I was baptized, at age 14 a sheep of the Baptist flock. But the utter
impossibility--for me--of doing all that the decision implied, preaching
in the street corner, saving all the other sinners--quickly pulled me
away from faith. I think you can understand.
JC: There was no one there to be saved. Salvation implied sin. You knew
there was a fallacy somewhere.
MT: I was a child, you see. It was time to find my place in the culture,
to find a mate, eventually to leave my parents' home. Happy times were
shadowed by the mental bottleneck of trying to do the impossible--to be
saved by good deeds. The push was constant--gotta do better, do more,
not good enough, keep trying. And in the end you get crucified! What a
!#&%! way to live!
JC: Having visited that ancient mental configuration, are you willing
to let it go now? Hear God's Word: let it go. It was a bad dream. The
world is waking up to a new dawn: the end of suffering.
MT: There is no need to preach to anyone! I can let that go. I can even
buy a cabin in the woods and be a hermit!
355 There is no end to all
the peace and joy, and all the miracles that I will give, when I accept
God’s Word. Why not today?
MT: I think I have, doggone it! Stop bugging me!
JC: But here you are, doing the Lessons once more. What does that mean
for you?
MT: Guess you're saying that I haven't accepted God's word, if I'm still
struggling with the Lessons.
JC: There is a step you haven't taken.
MT: Complete surrender. I know. I still try to run things.
JC: And you do it with the severely limited resources of the ego.
MT: Today, let me be happy and content with the world I made.
JC: Look upon the world you made with the eyes of Christ, and it will
disappear. In its place will be the peace of God Himself.
355 There is no end to all the peace and joy,
And all the miracles that I will give,
When I accept God's Word. Why not today?
Y'know, JC, these words bring back an ancient memory: I am just a child,
the place is the tiny stucco Baptist temple in Brazil, my father who's
the minister makes repeated, earnest, almost desperate appeals for us
to accept Jesus as our savior. Make today the day! Join the throngs of
the faithful! Come to your Redeemer! Be saved today and avoid hell! And
I did raise my hand, not really knowing what I was signing up for, but
it turned out I would be baptized the following Sunday.

- [Entries]
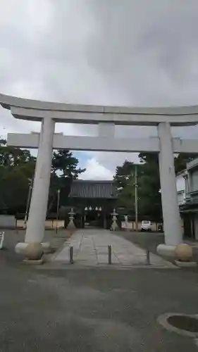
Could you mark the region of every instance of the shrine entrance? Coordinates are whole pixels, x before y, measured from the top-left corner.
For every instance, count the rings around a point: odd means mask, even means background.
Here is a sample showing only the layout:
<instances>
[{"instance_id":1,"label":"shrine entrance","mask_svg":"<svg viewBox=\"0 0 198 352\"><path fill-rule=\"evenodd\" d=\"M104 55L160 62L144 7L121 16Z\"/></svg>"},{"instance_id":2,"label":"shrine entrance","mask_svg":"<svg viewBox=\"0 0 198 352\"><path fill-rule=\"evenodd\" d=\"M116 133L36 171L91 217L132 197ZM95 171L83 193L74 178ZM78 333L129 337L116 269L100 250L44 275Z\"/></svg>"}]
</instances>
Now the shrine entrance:
<instances>
[{"instance_id":1,"label":"shrine entrance","mask_svg":"<svg viewBox=\"0 0 198 352\"><path fill-rule=\"evenodd\" d=\"M74 180L68 203L75 213L77 228L110 229L112 212L116 208L117 192L112 180Z\"/></svg>"},{"instance_id":2,"label":"shrine entrance","mask_svg":"<svg viewBox=\"0 0 198 352\"><path fill-rule=\"evenodd\" d=\"M39 134L8 134L8 145L38 148L30 216L25 243L17 244L24 251L27 244L42 243L47 215L52 150L154 152L159 156L159 173L165 244L158 253L175 256L182 243L174 166L174 153L197 153L198 140L173 138L171 126L196 125L198 106L170 108L131 108L44 102L0 94L0 104L16 118L40 121ZM64 136L55 134L56 122L98 125L98 136ZM156 126L156 137L120 138L116 125ZM88 206L88 205L87 205Z\"/></svg>"}]
</instances>

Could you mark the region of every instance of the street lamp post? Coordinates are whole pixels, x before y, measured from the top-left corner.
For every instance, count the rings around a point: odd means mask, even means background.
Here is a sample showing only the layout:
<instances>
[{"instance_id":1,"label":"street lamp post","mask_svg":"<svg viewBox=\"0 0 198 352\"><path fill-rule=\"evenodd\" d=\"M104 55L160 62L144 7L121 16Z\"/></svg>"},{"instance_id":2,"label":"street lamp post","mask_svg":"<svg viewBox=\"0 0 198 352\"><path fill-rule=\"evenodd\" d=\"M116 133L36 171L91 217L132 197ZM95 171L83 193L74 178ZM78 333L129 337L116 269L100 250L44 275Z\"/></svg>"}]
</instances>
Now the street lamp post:
<instances>
[{"instance_id":1,"label":"street lamp post","mask_svg":"<svg viewBox=\"0 0 198 352\"><path fill-rule=\"evenodd\" d=\"M58 215L59 215L60 192L61 192L61 190L58 189L57 191L57 209L56 209L56 234L58 233Z\"/></svg>"},{"instance_id":2,"label":"street lamp post","mask_svg":"<svg viewBox=\"0 0 198 352\"><path fill-rule=\"evenodd\" d=\"M138 198L137 198L137 168L135 165L135 231L138 231Z\"/></svg>"}]
</instances>

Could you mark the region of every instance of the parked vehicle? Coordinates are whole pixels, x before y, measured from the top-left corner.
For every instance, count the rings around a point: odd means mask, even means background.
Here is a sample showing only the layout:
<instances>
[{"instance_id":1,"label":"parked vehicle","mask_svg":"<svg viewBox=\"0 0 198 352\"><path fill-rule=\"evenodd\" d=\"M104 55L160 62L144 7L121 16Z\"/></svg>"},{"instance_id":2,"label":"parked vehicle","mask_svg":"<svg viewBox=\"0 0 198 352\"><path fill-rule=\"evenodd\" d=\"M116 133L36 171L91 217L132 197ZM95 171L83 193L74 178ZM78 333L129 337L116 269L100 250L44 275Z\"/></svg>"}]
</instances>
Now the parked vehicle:
<instances>
[{"instance_id":1,"label":"parked vehicle","mask_svg":"<svg viewBox=\"0 0 198 352\"><path fill-rule=\"evenodd\" d=\"M157 230L159 232L163 232L163 225L162 224L159 224L157 227Z\"/></svg>"},{"instance_id":2,"label":"parked vehicle","mask_svg":"<svg viewBox=\"0 0 198 352\"><path fill-rule=\"evenodd\" d=\"M151 231L151 222L149 220L142 221L141 231Z\"/></svg>"}]
</instances>

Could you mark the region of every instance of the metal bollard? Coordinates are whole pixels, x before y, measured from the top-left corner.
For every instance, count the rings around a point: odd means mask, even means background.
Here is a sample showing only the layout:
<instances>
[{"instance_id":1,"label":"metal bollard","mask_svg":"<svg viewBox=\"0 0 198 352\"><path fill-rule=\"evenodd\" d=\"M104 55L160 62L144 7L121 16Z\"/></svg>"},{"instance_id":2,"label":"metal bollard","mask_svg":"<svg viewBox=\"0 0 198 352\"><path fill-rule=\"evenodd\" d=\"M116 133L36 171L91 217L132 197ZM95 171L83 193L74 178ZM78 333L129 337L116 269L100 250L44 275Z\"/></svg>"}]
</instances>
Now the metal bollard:
<instances>
[{"instance_id":1,"label":"metal bollard","mask_svg":"<svg viewBox=\"0 0 198 352\"><path fill-rule=\"evenodd\" d=\"M73 264L73 246L70 246L70 263Z\"/></svg>"},{"instance_id":2,"label":"metal bollard","mask_svg":"<svg viewBox=\"0 0 198 352\"><path fill-rule=\"evenodd\" d=\"M149 251L148 249L147 250L147 265L151 265L151 262L150 262L150 252L149 252Z\"/></svg>"},{"instance_id":3,"label":"metal bollard","mask_svg":"<svg viewBox=\"0 0 198 352\"><path fill-rule=\"evenodd\" d=\"M111 264L112 246L108 246L108 263Z\"/></svg>"}]
</instances>

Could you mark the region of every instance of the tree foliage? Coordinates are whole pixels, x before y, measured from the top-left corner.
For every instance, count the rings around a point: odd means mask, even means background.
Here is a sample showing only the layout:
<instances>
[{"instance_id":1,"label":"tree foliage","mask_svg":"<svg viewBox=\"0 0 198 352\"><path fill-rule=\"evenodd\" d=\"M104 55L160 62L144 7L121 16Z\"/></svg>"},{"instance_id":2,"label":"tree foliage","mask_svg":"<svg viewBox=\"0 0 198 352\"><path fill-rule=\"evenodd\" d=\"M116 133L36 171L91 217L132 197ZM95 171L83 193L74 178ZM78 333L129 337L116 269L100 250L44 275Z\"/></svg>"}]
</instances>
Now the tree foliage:
<instances>
[{"instance_id":1,"label":"tree foliage","mask_svg":"<svg viewBox=\"0 0 198 352\"><path fill-rule=\"evenodd\" d=\"M0 139L0 213L25 213L30 183L34 177L36 158L29 150L8 146ZM78 160L69 151L53 153L49 206L56 206L57 190L66 197L73 179L85 170L78 168Z\"/></svg>"},{"instance_id":2,"label":"tree foliage","mask_svg":"<svg viewBox=\"0 0 198 352\"><path fill-rule=\"evenodd\" d=\"M180 153L175 156L175 173L184 170L194 155ZM161 196L158 153L140 153L137 165L138 213L153 220L162 218ZM116 168L114 176L118 194L118 206L135 215L135 165L125 161Z\"/></svg>"}]
</instances>

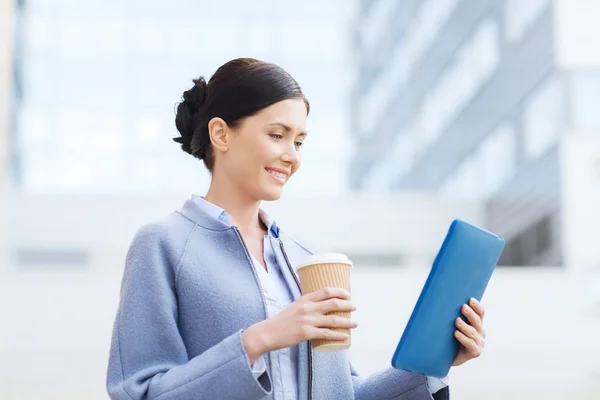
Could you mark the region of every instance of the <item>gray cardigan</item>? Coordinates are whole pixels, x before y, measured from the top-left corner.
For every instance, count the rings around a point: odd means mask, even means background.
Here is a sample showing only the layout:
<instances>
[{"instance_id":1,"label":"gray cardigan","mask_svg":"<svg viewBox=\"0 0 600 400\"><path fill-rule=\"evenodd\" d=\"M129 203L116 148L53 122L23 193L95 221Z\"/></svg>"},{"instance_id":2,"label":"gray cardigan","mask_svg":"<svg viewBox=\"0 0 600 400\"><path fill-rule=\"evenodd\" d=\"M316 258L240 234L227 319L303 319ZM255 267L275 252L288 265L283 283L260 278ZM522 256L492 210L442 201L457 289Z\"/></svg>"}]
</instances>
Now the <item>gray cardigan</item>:
<instances>
[{"instance_id":1,"label":"gray cardigan","mask_svg":"<svg viewBox=\"0 0 600 400\"><path fill-rule=\"evenodd\" d=\"M291 266L310 253L281 231L279 237L277 257L297 298ZM237 228L186 201L142 227L128 251L108 364L110 398L272 399L269 367L255 378L241 339L243 329L265 318ZM313 353L309 342L299 353L302 400L432 398L423 375L388 367L358 376L346 351ZM435 395L447 397L447 388Z\"/></svg>"}]
</instances>

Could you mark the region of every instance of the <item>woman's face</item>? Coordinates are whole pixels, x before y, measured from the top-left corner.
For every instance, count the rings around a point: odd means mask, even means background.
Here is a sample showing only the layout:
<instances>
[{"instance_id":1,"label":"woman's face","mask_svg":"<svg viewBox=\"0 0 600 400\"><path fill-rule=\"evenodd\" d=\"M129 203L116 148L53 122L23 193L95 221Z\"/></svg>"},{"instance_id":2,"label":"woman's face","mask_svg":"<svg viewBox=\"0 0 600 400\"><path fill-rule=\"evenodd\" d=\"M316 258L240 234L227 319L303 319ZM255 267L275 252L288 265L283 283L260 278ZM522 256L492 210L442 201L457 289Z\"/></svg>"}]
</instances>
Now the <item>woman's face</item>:
<instances>
[{"instance_id":1,"label":"woman's face","mask_svg":"<svg viewBox=\"0 0 600 400\"><path fill-rule=\"evenodd\" d=\"M226 151L215 167L253 200L279 199L300 168L306 117L304 101L289 99L245 118L227 135Z\"/></svg>"}]
</instances>

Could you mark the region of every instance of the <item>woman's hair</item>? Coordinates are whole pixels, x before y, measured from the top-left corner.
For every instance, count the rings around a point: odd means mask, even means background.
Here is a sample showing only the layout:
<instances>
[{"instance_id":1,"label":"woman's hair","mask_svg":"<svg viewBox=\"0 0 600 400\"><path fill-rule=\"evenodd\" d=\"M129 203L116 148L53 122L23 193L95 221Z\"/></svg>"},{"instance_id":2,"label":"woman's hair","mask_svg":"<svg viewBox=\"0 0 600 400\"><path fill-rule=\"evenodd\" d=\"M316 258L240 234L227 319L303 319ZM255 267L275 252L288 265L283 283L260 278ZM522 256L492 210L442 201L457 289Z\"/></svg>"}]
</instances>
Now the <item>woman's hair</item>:
<instances>
[{"instance_id":1,"label":"woman's hair","mask_svg":"<svg viewBox=\"0 0 600 400\"><path fill-rule=\"evenodd\" d=\"M183 92L177 106L175 125L186 153L204 161L212 172L213 150L208 122L220 117L235 128L242 119L263 108L287 99L302 99L306 112L308 100L300 85L283 68L252 58L238 58L221 66L207 83L204 77L194 79L194 86Z\"/></svg>"}]
</instances>

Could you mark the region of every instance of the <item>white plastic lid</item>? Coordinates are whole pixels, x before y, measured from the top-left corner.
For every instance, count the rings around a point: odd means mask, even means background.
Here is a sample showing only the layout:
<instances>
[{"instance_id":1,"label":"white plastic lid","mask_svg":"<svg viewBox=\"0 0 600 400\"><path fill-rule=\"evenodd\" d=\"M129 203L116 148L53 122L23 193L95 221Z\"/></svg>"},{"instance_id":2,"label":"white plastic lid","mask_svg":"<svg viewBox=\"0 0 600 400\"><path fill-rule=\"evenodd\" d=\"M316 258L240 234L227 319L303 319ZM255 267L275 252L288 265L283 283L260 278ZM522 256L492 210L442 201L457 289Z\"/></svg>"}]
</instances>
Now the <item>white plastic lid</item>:
<instances>
[{"instance_id":1,"label":"white plastic lid","mask_svg":"<svg viewBox=\"0 0 600 400\"><path fill-rule=\"evenodd\" d=\"M298 264L298 266L296 267L296 270L299 270L300 268L303 268L303 267L307 267L309 265L329 264L329 263L342 263L342 264L348 264L348 265L352 266L352 261L350 261L345 254L325 253L325 254L314 254L312 256L303 258L300 261L300 263Z\"/></svg>"}]
</instances>

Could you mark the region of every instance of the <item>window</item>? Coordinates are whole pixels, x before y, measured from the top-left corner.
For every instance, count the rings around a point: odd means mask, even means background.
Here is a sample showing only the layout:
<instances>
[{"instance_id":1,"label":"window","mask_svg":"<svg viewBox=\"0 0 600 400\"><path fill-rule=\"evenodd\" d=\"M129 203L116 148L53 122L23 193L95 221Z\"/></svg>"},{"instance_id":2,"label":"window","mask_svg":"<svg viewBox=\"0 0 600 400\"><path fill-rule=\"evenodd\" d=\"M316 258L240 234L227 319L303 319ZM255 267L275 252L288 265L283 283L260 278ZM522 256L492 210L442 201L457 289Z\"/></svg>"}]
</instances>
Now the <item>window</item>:
<instances>
[{"instance_id":1,"label":"window","mask_svg":"<svg viewBox=\"0 0 600 400\"><path fill-rule=\"evenodd\" d=\"M513 127L500 125L447 178L440 192L449 197L489 198L514 175L515 146Z\"/></svg>"},{"instance_id":2,"label":"window","mask_svg":"<svg viewBox=\"0 0 600 400\"><path fill-rule=\"evenodd\" d=\"M506 36L520 41L527 29L536 21L550 0L506 0Z\"/></svg>"},{"instance_id":3,"label":"window","mask_svg":"<svg viewBox=\"0 0 600 400\"><path fill-rule=\"evenodd\" d=\"M421 128L429 143L481 90L499 61L498 25L486 20L461 47L422 105Z\"/></svg>"},{"instance_id":4,"label":"window","mask_svg":"<svg viewBox=\"0 0 600 400\"><path fill-rule=\"evenodd\" d=\"M379 0L371 7L365 20L361 21L361 39L367 53L375 49L383 35L388 34L390 17L394 15L396 7L396 0Z\"/></svg>"},{"instance_id":5,"label":"window","mask_svg":"<svg viewBox=\"0 0 600 400\"><path fill-rule=\"evenodd\" d=\"M516 170L516 134L510 125L501 125L481 144L485 197L491 197Z\"/></svg>"},{"instance_id":6,"label":"window","mask_svg":"<svg viewBox=\"0 0 600 400\"><path fill-rule=\"evenodd\" d=\"M523 111L525 154L543 155L558 140L565 126L565 90L560 77L542 83L526 100Z\"/></svg>"},{"instance_id":7,"label":"window","mask_svg":"<svg viewBox=\"0 0 600 400\"><path fill-rule=\"evenodd\" d=\"M600 74L576 73L571 84L573 128L580 131L600 130Z\"/></svg>"}]
</instances>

- [Objectives]
A) Summarize the dialogue about baptism and Lesson 355 in three sentences.
B) Resume the dialogue about baptism and Lesson 355 from the point where it stops.

- [Written responses]
A) MT recalls being baptized as a Baptist at 14 but soon drifting from faith, since preaching and saving other sinners felt impossible and the constant push to be saved by good deeds shadowed happy times. JC urges MT to let that old mental configuration go and says one step remains, which MT names as complete surrender while admitting to still trying to run things with the ego's limited resources. The words of Lesson 355 bring back MT's childhood memory of a father, the minister of a small Baptist temple in Brazil, appealing for people to accept Jesus, and of MT raising a hand and being baptized the following Sunday.

B)
I was a pretty serious kid,
and I committed myself to the path. But . . . what was the path? Was I
supposed to convert my schoolmates? Turn my English class assignment into
an appeal for Jesus? Preach on the street corner and risk a salvo of rotten
tomatoes? The scale seemingly tipped over heavily on the side of sacrifice.
My father had published a history of religious persecutions in Brazil,
complete with gory descriptions footnoted in Latin, that's what religion
meant to him. But I was shy and, above all, yearned to belong. I wanted
to be pretty, I wanted to be desired by men. I definitely didn't want
to be crucified, even though that would represent the ultimate proof of
my faith. So how to reconcile these two powerful opposing forces?
After a great deal of self-inflicted torment, I decided against God. I
couldn't exist with an angry deity who demanded more of me than I could
give, who probably didn't exist anyway. I was a 19-year-old by then, and
I had a life to live. I would be a vociferous atheist for two decades,
until the day that a new vision of God came into my life, the bedraggled
bird of Spirit alighting in my outstretched hands.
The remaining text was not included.